══ Records for this exercise
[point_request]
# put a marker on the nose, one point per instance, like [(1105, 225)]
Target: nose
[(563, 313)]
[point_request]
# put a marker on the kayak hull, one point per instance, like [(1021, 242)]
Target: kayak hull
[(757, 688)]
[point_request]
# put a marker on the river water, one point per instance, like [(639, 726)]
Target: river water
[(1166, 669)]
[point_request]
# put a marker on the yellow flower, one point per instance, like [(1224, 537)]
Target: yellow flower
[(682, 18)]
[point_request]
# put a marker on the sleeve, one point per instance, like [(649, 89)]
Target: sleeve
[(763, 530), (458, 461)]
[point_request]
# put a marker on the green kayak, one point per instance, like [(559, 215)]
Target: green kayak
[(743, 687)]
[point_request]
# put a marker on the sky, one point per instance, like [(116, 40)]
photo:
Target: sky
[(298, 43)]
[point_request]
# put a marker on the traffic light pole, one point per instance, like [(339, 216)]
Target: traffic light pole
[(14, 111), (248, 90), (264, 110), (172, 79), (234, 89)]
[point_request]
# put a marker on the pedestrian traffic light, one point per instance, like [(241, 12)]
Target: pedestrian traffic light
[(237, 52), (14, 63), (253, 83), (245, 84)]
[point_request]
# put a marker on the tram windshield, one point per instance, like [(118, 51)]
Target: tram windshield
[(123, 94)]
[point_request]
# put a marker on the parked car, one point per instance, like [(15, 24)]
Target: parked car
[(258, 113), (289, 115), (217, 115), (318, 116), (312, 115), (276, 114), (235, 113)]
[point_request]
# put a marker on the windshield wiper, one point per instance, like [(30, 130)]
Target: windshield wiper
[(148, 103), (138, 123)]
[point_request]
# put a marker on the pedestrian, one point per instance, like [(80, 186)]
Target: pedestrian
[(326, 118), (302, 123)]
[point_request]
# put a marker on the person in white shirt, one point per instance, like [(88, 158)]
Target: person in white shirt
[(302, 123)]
════
[Exercise] Repeat each record exactly. Omit nothing.

[Written solution]
[point_request]
# put a marker on the nose, one point per instance, like [(1105, 225)]
Target: nose
[(563, 313)]
[point_request]
# put a marker on the kayak hull, one point per instance, like [(1021, 242)]
Target: kayak hull
[(757, 688)]
[point_request]
# put a marker on the river water, one point per instance, like [(639, 726)]
Target: river water
[(1166, 669)]
[point_request]
# put a marker on the yellow flower, one point per instance, like [(1224, 537)]
Target: yellow flower
[(682, 18)]
[point_request]
# put a marker on the sleeve, one point per instance, like [(649, 89)]
Target: sleeve
[(763, 530), (458, 461)]
[point_request]
# put a marker on the green kayak, one point per instance, like [(559, 215)]
Target: green kayak
[(743, 687)]
[point_request]
# put a marker on the sky, one point per instance, like [(116, 40)]
photo:
Target: sky
[(298, 43)]
[point_request]
# put a marker on the traffic light pole, one point per instance, like [(339, 216)]
Target: traffic light pole
[(14, 111), (248, 90), (264, 110), (172, 79), (234, 89)]
[point_request]
# put a marker on the pedestrian traffic light, one point per instance, like [(241, 12)]
Target: pedestrian traffic light
[(237, 52), (14, 63), (253, 83), (245, 84)]
[point_request]
# put a marker on the tram windshield, one point per instance, like [(118, 51)]
Target: tram windshield
[(123, 94)]
[point_request]
# put a marker on the parked car, one point per instance, like [(15, 24)]
Target: parked car
[(258, 113), (289, 115), (217, 115), (318, 116), (312, 115), (276, 114), (235, 113)]
[point_request]
# put a marker on the windshield wiper, one point per instance, like [(30, 130)]
Target: windshield wiper
[(148, 103), (138, 123)]
[point_request]
# put a marker on the pedestrian, one point per instance, like [(80, 186)]
Target: pedestrian
[(326, 118), (302, 123)]
[point_request]
# put a marker on the person in white shirt, one point per instance, like [(88, 158)]
Target: person in white shirt
[(302, 123)]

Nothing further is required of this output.